Fragmento:

Al cabo de un tiempo descubrí que el consumo promedio de Charlotte rondaba los tres cuartos de botella de vino, en ocasiones precedidos de un cóctel (o dos). Afirmaba no consumir alcohol de día («salvo los fines de semana, añadía, por el «hashtag aperitivo») y rara vez mostraba signos de borrachera, porque había desarrollado tolerancia con el paso de los años (aunque a veces experimentaba problemas para recordar sucesos y detalles al día siguiente).

No obstante, no concedía importancia al hecho de ser «bebedora social» y, en cambio, estaba obsesionada con su «verdadera» adicción, la misma que la mortificaba más y más según la terapia avanzaba: yo. Si pudiera, afirmaba, acudiría a terapia a diario.

Cada semana, cuando le indicaba que el tiempo se había agotado, Charlotte suspiraba con aire dramático y exclamaba sorprendida: «¿De verdad? ¿Lo dice en serio?». A continuación, muy despacio, mientras yo me levantaba para abrirle la puerta, ella reunía sus dispersas pertenencias una a una: gafas de sol, móvil, botella de agua, cinta para el pelo. Con frecuencia olvidaba algo y volvía a entrar a buscarlo.

«¿Lo ve? —decía cuando yo le insinuaba que dejar cosas olvidadas era un modo de alargar la sesión—. Soy adicta a la terapia.» Usaba el término genérico «terapia» en lugar de otro más personal: usted.

Sin embargo, por más que le desagradase marcharse, la psicoterapia ofrece la trampa perfecta a alguien como Charlottte, una persona que ansía conexión pero también la evita. Nuestra relación era la combinación ideal de intimidad y distancia; podía conectar conmigo pero no demasiado, porque cuando los cincuenta minutos concluyesen, le gustase o no, volvería a casa. A lo largo de la semana mantenía el contacto pero sin extralimitarse: me enviaba artículos que había leído o frases sueltas para contarme algo que le había sucedido entre sesiones (mi madre me ha llamado y se ha puesto como loca, y no le he gritado) o fotografías de cosas que le habían hecho gracia (una placa de matrícula que decía 4evjung , tomada estando sobria y no mientras conducía bajo los efectos del alcohol, espero).

Si intentaba hablar de esos mensajes en sesión, Charlotte les restaba importancia. «Forever Jung. Me pareció divertido», dijo de la matrícula. Cuando me envió el artículo sobre una epidemia de soledad entre los jóvenes de su edad, le pregunté qué ecos había despertado en ella. «Nada, en realidad —respondió, con una expresión de perplejidad—. Lo encontré interesante desde un punto de vista cultural.»

Aplica lo leído:
(1) Reescribe el fragmento comenzando en "No obstante, no" y terminando en "terapia a diario.", y reemplaza "terapia" por "consulta".
(2) Prosigue el fragmento sobre Charlotte y sus sesiones de terapia a partir de su última oración.
Los datos no hacen falta para resolver las tareas.

Datos registrados:
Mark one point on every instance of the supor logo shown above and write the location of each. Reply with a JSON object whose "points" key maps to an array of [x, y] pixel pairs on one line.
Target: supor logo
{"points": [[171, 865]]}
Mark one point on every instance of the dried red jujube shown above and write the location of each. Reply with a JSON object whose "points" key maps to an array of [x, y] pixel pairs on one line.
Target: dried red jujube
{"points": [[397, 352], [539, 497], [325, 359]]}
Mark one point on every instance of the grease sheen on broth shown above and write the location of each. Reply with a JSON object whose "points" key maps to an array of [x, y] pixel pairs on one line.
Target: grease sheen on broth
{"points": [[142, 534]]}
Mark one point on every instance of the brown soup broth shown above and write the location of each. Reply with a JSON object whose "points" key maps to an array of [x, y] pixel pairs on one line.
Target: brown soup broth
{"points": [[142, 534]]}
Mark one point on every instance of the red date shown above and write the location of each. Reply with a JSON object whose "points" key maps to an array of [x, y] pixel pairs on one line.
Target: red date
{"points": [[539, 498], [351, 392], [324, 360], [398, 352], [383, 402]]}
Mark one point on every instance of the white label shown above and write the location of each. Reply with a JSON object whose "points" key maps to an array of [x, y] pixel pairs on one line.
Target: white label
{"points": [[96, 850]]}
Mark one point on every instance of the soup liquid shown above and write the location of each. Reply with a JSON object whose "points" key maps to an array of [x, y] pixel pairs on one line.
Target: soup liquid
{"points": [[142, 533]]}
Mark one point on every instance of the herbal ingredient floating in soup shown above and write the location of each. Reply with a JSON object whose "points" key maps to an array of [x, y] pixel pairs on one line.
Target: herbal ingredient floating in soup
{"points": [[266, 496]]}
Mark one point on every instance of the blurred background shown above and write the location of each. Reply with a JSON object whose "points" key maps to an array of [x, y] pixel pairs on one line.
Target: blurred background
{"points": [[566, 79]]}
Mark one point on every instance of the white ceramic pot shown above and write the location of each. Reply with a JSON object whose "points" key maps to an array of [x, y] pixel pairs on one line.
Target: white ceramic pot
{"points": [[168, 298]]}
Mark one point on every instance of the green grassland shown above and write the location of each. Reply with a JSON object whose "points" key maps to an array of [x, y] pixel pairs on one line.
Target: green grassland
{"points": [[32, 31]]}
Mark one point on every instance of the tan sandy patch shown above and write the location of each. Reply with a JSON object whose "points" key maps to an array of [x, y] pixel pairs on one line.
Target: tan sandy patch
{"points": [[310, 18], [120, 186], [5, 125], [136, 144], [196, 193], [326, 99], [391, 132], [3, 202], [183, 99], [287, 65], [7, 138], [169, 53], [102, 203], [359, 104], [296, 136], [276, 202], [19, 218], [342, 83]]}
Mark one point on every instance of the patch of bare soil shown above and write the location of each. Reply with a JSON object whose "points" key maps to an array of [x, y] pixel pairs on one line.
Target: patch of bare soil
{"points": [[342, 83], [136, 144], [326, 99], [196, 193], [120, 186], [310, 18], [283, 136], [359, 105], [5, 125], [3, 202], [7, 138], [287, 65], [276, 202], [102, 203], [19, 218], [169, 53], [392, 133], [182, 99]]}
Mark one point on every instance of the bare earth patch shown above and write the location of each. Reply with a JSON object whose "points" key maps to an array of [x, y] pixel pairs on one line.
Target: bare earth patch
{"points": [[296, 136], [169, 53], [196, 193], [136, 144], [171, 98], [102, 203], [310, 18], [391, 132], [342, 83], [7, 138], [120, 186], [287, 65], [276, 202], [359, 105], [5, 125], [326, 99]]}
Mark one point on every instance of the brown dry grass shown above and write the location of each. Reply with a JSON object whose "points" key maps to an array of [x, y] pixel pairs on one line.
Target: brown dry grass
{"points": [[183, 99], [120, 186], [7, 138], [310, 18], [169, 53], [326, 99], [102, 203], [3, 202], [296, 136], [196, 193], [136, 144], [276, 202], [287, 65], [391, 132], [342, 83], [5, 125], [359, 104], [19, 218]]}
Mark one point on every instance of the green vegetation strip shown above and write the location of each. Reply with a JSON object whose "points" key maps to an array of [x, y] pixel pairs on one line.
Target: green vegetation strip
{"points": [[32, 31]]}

Resultados esperados:
(1)
No obstante, no concedía importancia al hecho de ser «bebedora social» y, en cambio, estaba obsesionada con su «verdadera» adicción, la misma que la mortificaba más y más según la consulta avanzaba: yo. Si pudiera, afirmaba, acudiría a consulta a diario.

(2)
Como es lógico, los pacientes piensan mucho en sus terapeutas entre sesiones pero, en el caso de Charlotte, el hecho de tenerme presente no implicaba tanto un factor de estabilidad como una pérdida de control. ¿Y si dependía demasiado de mí?

Para sobrellevar ese miedo, había dejado la terapia dos veces y luego había regresado, siempre a vueltas con mantenerse alejada de lo que llamaba «su dosis». En cada ocasión, se marchó sin previo aviso.

La primera vez anunció antes de empezar la sesión que «necesitaba dejarlo y el único modo que conocía era cortar por lo sano». Dicho eso, se levantó y salió disparada de la habitación, literalmente. (Yo ya sabía que algo no andaba bien porque no había distribuido el contenido del bolso por los reposabrazos de la butaca y tampoco había desplegado la manta.) Dos meses más tarde me preguntó si podíamos hacer «una sesión» para comentar un problema con su prima, pero cuando llegó quedó patente que volvía a estar deprimida, así que continuó tres meses más. Cuando empezaba a encontrarse mejor y a lograr algunos cambios positivos, una hora antes de la sesión, me envió un email explicándome que tenía que dejar la terapia de una vez y para siempre.

La terapia, claro. Seguía bebiendo.

Y entonces, una noche, Charlotte volvía a casa de una fiesta y estrelló el coche contra un poste. Me llamó al día siguiente, después de que la policía la hubiera denunciado por conducir bajo los efectos del alcohol.

—No lo vi venir —me dijo, cuando llegó con un brazo enyesado—. Y no me refiero únicamente al poste.

El coche había quedado siniestrado pero ella, por milagro, tan solo se había roto un brazo.

—Es posible —admitió por primera vez— que tenga un problema con la bebida y no con la terapia.

Sin embargo, seguía bebiendo un año más tarde, cuando conoció al Tío.